*Provided passage*.
□ □ □
Sky will reveal results for the first three months of its new financial year.

Full year results from the subscription broadcaster in July saw a 5% increase in revenue at constant currencies feed down to a 3% fall in EBITDA on a like-or-like basis and operating profit of down £97m after absorbing £629m of costs for Premier League football rights. Earnings per share were 3% lower at 61.4p.

But Sky returned to profit growth in the fourth quarter, with operating profit up 8% to £455m as 77,000 new customers joined, while earnings per share climbed 19%

Chief executive Jeremy Darroch was confident about the "strong set of growth plans" for the new year, including a 25% investment increase in Sky original productions, the creation of 300 new technology roles to focus on streaming platforms, plus new tenure-based loyalty programme in the UK modelled on the success of a similar programme in Italy.

"We will do all this while continuing to execute against our operating efficiency plans. We enter 17/18 in a strong position with significant growth potential," he said.
□ □ □
*Material supplied*.
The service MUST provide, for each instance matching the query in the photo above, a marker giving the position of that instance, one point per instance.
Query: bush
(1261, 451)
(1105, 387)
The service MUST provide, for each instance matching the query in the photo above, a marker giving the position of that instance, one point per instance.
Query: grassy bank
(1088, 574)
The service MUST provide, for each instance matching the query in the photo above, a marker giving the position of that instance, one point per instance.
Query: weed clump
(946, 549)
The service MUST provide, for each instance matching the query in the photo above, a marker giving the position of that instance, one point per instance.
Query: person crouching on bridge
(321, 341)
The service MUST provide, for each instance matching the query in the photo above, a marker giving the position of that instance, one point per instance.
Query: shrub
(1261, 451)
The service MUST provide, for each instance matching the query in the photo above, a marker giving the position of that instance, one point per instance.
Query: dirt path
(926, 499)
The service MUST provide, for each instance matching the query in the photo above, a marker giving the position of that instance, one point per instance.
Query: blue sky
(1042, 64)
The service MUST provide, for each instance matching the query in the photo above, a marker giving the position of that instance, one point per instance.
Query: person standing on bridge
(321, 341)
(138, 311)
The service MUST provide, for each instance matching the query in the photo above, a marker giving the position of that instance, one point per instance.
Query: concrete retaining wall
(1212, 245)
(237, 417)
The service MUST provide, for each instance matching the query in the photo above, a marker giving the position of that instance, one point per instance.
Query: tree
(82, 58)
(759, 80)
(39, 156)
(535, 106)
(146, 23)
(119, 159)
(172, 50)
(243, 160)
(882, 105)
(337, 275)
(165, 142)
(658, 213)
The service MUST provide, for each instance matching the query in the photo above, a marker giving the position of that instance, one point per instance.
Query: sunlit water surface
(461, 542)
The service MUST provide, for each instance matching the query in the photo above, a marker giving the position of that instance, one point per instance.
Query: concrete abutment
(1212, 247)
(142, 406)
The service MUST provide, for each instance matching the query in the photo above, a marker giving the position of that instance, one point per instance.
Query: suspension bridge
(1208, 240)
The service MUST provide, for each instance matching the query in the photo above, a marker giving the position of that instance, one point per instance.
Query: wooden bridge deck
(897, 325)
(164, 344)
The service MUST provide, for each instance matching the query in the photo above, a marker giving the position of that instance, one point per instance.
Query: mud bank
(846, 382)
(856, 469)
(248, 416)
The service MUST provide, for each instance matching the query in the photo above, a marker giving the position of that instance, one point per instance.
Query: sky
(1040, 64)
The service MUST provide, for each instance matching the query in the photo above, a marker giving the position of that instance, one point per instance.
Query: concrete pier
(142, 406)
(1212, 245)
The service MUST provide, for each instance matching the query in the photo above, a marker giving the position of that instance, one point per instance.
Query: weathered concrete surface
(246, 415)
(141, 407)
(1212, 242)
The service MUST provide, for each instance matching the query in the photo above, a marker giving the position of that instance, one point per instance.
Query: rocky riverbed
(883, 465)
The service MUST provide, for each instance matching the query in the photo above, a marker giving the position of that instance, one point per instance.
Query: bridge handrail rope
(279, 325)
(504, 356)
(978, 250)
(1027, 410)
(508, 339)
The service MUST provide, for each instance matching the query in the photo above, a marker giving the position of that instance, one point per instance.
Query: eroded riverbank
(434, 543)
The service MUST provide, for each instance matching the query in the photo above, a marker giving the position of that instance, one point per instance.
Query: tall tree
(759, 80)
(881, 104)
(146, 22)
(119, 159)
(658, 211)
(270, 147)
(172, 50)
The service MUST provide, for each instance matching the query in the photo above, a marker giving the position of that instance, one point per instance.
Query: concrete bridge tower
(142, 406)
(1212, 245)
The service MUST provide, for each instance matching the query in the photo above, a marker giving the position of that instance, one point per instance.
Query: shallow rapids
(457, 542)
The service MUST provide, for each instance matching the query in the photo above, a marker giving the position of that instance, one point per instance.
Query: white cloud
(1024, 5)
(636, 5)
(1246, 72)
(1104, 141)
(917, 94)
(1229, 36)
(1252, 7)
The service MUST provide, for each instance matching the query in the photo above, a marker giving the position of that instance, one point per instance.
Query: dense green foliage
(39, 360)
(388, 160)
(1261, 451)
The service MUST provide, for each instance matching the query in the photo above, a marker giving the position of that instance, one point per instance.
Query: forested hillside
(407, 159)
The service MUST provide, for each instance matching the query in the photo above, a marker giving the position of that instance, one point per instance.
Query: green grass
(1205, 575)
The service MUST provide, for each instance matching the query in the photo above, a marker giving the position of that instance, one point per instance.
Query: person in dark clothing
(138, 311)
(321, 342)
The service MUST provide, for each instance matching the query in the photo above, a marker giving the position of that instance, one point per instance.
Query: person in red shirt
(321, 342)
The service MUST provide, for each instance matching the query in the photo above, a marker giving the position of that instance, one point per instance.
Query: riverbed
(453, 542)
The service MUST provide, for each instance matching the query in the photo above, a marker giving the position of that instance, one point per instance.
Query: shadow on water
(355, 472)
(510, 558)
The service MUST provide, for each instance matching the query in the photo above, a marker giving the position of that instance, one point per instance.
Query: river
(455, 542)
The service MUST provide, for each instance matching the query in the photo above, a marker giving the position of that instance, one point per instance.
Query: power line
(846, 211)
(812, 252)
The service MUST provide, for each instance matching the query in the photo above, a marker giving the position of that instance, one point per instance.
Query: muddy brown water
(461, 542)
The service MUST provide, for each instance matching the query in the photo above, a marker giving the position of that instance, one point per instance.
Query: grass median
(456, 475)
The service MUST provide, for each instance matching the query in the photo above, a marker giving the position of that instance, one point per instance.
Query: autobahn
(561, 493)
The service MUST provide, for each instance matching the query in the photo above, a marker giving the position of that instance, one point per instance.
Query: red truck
□ □ □
*Tasks for this exercise*.
1. In the Sky results passage, how many new customers joined in the fourth quarter?
2. In the Sky results passage, take the part from "Sky will reveal" to "programme in Italy.", swap "Italy" for "Spain", and write that part out again.

*Completed exercise*.
1. 77,000

2.
Sky will reveal results for the first three months of its new financial year.

Full year results from the subscription broadcaster in July saw a 5% increase in revenue at constant currencies feed down to a 3% fall in EBITDA on a like-or-like basis and operating profit of down £97m after absorbing £629m of costs for Premier League football rights. Earnings per share were 3% lower at 61.4p.

But Sky returned to profit growth in the fourth quarter, with operating profit up 8% to £455m as 77,000 new customers joined, while earnings per share climbed 19%

Chief executive Jeremy Darroch was confident about the "strong set of growth plans" for the new year, including a 25% investment increase in Sky original productions, the creation of 300 new technology roles to focus on streaming platforms, plus new tenure-based loyalty programme in the UK modelled on the success of a similar programme in Spain.